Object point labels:
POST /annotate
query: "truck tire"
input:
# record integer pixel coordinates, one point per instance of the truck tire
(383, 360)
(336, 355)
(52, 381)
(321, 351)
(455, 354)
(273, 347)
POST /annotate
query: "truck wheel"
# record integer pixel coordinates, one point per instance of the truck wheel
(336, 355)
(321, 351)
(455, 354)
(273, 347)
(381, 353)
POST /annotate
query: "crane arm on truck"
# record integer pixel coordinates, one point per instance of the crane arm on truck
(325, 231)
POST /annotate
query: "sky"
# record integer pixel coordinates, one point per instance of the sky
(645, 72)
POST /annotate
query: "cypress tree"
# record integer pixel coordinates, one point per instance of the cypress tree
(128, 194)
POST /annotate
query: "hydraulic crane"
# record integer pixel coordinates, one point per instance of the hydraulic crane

- _THE PROBLEM_
Reproduce the full set of records precisely.

- _SOLUTION TO THE EXERCISE_
POST /annotate
query: "truck tire"
input:
# record integer pixel coordinates, one point per instance of the truck tire
(383, 360)
(336, 355)
(52, 381)
(321, 351)
(455, 354)
(273, 347)
POST /annotate
query: "truck wheel"
# record integer pixel coordinates, one point per instance of the truck wheel
(336, 355)
(321, 351)
(455, 354)
(273, 347)
(381, 353)
POST /annotate
query: "crane arm on truck"
# record integer pixel coordinates, one point per instance of the crane arm on truck
(325, 231)
POST /annotate
query: "sky"
# record integer pixel coordinates, one point per instance of the sky
(645, 72)
POST /annotate
query: "cypress tree"
# record integer pixel coordinates, one point per instance of the cypress tree
(128, 194)
POST /annotate
query: "hydraulic crane"
# record integer pixel coordinates, one point per instance of the hydraulic crane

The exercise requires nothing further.